- _INSTRUCTIONS FOR THE TASK_
Retyping should cover only the lines from the one containing "spot the beaded tassel" through the final line of the records, with pictures omitted.

- _INFORMATION PROVIDED_

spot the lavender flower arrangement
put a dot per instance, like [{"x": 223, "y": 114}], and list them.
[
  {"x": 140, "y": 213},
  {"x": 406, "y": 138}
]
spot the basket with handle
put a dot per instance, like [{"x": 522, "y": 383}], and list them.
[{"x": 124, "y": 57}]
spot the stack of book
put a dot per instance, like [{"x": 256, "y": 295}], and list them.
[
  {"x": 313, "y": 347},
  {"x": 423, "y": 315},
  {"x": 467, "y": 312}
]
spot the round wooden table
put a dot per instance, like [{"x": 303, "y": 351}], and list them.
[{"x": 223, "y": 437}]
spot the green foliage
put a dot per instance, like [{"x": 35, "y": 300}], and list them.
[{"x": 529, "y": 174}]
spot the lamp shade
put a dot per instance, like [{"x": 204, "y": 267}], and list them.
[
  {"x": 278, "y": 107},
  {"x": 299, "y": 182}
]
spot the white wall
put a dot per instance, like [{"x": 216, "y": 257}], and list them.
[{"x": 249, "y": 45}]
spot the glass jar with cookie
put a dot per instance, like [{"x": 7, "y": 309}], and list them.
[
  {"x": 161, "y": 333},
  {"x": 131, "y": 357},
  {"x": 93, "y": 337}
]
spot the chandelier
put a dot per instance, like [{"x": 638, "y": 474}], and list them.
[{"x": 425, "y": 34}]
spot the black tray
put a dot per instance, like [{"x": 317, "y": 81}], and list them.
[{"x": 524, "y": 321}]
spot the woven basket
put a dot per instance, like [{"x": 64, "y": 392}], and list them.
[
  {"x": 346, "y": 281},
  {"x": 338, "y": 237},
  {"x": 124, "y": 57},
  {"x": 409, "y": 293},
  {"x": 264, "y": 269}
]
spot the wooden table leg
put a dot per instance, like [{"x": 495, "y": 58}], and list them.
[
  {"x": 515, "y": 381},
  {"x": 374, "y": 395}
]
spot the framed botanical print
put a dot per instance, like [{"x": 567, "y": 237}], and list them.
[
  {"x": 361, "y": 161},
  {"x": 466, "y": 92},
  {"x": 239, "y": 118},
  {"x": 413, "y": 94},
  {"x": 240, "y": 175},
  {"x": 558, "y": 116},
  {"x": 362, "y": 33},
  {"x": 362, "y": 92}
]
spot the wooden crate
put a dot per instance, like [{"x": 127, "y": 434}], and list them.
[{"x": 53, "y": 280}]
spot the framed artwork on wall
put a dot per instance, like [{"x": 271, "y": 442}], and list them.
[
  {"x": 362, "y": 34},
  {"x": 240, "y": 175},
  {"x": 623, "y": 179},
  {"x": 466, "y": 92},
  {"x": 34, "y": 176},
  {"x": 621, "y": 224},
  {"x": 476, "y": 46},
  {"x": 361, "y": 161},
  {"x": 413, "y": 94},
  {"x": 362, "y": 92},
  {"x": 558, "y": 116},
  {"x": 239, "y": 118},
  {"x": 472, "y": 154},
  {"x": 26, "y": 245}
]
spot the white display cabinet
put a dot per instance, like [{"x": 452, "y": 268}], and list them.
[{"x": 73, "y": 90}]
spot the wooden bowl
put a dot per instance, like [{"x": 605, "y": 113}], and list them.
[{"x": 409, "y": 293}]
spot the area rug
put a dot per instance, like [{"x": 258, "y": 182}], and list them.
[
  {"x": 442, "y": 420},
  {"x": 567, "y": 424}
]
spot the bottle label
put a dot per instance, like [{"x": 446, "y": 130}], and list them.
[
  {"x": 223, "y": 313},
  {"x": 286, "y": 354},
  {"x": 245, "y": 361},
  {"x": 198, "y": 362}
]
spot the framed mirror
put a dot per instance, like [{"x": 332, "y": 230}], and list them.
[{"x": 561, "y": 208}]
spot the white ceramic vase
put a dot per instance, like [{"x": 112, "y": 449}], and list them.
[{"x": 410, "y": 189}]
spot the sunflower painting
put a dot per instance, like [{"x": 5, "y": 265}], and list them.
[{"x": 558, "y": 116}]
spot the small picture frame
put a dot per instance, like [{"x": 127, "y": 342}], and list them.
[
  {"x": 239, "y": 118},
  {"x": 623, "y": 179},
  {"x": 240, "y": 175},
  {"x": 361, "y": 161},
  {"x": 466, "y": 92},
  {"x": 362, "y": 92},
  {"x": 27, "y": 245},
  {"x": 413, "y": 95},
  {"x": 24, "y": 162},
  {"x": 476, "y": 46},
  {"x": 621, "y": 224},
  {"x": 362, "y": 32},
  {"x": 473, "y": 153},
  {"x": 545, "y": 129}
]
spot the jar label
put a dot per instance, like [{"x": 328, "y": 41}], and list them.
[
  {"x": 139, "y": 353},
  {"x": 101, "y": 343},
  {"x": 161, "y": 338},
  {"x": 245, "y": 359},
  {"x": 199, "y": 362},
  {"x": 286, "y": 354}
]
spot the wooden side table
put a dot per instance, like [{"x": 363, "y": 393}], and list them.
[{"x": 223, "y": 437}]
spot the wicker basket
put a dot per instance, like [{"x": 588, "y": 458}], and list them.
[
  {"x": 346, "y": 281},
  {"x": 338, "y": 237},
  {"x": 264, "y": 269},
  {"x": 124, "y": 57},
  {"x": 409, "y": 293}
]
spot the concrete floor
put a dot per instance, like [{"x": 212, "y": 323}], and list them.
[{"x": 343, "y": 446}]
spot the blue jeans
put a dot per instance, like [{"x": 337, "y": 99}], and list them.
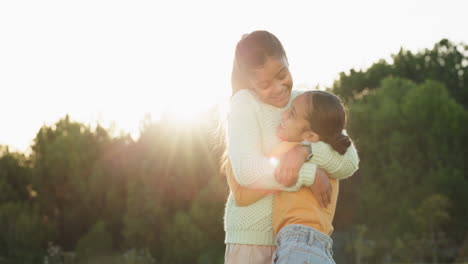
[{"x": 303, "y": 244}]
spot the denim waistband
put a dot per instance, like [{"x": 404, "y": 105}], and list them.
[{"x": 304, "y": 234}]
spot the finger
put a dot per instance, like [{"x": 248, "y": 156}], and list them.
[
  {"x": 281, "y": 173},
  {"x": 321, "y": 201}
]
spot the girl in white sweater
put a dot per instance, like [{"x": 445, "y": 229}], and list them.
[{"x": 262, "y": 90}]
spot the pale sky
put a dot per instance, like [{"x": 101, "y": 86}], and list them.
[{"x": 115, "y": 61}]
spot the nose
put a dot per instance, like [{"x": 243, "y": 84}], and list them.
[
  {"x": 284, "y": 115},
  {"x": 278, "y": 88}
]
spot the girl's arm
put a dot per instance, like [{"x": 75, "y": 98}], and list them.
[
  {"x": 338, "y": 166},
  {"x": 243, "y": 196},
  {"x": 251, "y": 168}
]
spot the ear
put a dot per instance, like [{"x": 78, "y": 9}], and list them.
[{"x": 310, "y": 136}]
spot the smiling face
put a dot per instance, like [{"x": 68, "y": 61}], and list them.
[
  {"x": 294, "y": 127},
  {"x": 272, "y": 82}
]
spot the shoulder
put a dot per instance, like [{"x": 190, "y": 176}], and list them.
[
  {"x": 244, "y": 95},
  {"x": 295, "y": 93},
  {"x": 243, "y": 99}
]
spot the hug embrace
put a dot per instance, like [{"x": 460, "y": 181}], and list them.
[{"x": 286, "y": 152}]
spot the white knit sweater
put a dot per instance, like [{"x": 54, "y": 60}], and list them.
[{"x": 251, "y": 135}]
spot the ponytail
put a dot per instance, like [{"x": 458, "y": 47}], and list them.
[{"x": 327, "y": 117}]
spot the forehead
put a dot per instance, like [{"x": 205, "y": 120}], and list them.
[
  {"x": 269, "y": 70},
  {"x": 300, "y": 103}
]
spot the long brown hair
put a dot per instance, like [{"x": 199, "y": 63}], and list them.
[
  {"x": 327, "y": 117},
  {"x": 252, "y": 52}
]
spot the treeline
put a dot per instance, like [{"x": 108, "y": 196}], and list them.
[{"x": 85, "y": 196}]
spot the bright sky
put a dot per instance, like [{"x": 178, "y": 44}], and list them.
[{"x": 115, "y": 61}]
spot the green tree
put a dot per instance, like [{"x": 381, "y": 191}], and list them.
[
  {"x": 412, "y": 144},
  {"x": 446, "y": 62}
]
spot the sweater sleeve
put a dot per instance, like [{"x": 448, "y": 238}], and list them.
[
  {"x": 251, "y": 168},
  {"x": 338, "y": 166},
  {"x": 243, "y": 196}
]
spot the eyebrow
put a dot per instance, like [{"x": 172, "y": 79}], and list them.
[
  {"x": 293, "y": 110},
  {"x": 278, "y": 73}
]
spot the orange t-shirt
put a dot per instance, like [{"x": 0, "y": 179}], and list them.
[{"x": 289, "y": 208}]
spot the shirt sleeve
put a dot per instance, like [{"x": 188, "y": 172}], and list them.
[
  {"x": 251, "y": 168},
  {"x": 336, "y": 165}
]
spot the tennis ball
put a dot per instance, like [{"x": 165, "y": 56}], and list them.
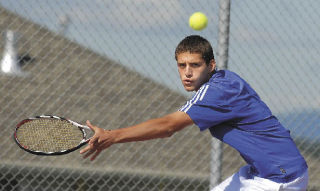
[{"x": 198, "y": 21}]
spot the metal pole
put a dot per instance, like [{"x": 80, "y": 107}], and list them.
[{"x": 222, "y": 58}]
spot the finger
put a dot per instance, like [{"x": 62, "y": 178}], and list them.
[
  {"x": 92, "y": 127},
  {"x": 95, "y": 155},
  {"x": 93, "y": 140},
  {"x": 89, "y": 153},
  {"x": 85, "y": 149}
]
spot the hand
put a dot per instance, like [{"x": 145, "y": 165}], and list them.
[{"x": 101, "y": 140}]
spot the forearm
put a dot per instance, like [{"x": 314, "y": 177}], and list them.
[{"x": 151, "y": 129}]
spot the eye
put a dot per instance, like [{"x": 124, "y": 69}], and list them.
[
  {"x": 181, "y": 65},
  {"x": 195, "y": 65}
]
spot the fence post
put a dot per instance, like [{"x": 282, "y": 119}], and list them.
[{"x": 222, "y": 58}]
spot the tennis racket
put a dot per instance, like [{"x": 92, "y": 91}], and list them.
[{"x": 50, "y": 135}]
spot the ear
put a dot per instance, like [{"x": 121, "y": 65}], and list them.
[{"x": 212, "y": 65}]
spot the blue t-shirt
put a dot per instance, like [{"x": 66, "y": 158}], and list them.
[{"x": 235, "y": 114}]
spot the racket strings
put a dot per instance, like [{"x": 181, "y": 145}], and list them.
[{"x": 49, "y": 135}]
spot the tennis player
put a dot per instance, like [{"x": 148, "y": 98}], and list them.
[{"x": 232, "y": 111}]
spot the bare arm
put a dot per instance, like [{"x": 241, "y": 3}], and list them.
[{"x": 151, "y": 129}]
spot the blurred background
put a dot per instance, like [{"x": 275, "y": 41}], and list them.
[{"x": 112, "y": 62}]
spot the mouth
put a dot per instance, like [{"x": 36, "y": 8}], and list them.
[{"x": 187, "y": 82}]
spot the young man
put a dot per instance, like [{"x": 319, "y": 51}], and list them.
[{"x": 233, "y": 112}]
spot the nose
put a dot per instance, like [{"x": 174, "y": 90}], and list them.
[{"x": 188, "y": 72}]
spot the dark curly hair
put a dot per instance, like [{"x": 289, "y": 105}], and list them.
[{"x": 196, "y": 44}]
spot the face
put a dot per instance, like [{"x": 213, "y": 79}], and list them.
[{"x": 193, "y": 70}]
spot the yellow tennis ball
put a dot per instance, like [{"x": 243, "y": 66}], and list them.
[{"x": 198, "y": 21}]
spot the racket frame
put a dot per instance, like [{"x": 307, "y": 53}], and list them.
[{"x": 62, "y": 152}]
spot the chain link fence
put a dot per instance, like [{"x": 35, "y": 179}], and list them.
[{"x": 112, "y": 62}]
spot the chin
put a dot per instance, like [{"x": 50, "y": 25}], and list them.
[{"x": 189, "y": 89}]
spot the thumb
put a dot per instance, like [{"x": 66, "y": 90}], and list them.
[{"x": 92, "y": 127}]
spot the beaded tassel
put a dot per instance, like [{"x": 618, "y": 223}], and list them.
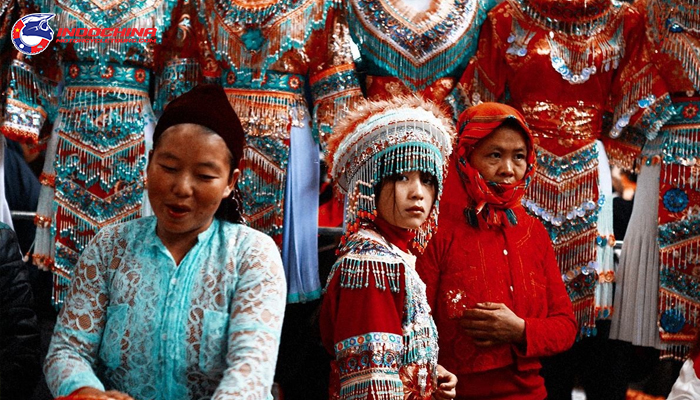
[
  {"x": 263, "y": 113},
  {"x": 262, "y": 47},
  {"x": 576, "y": 61},
  {"x": 416, "y": 53},
  {"x": 178, "y": 77},
  {"x": 30, "y": 100},
  {"x": 262, "y": 189}
]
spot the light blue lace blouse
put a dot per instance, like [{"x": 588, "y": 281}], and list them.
[{"x": 136, "y": 322}]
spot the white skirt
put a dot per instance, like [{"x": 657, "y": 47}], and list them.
[{"x": 637, "y": 289}]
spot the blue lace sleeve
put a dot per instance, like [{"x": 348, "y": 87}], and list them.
[
  {"x": 255, "y": 322},
  {"x": 78, "y": 332}
]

- _TASK RESULT_
spot the beaded tassel
put a dot per instance, like [{"x": 618, "y": 223}], and list them.
[
  {"x": 263, "y": 113},
  {"x": 262, "y": 47},
  {"x": 576, "y": 61},
  {"x": 416, "y": 53},
  {"x": 178, "y": 77},
  {"x": 30, "y": 100},
  {"x": 262, "y": 189}
]
spot the light blue lace blouse
put a dot per instance, like [{"x": 588, "y": 281}], and list them.
[{"x": 136, "y": 322}]
spot the white skirt
put a dot per instance, like [{"x": 657, "y": 47}], and list them.
[{"x": 637, "y": 289}]
spot the blue lace sleeve
put a dot per instance, like [{"x": 348, "y": 87}], and list them.
[
  {"x": 255, "y": 322},
  {"x": 78, "y": 332}
]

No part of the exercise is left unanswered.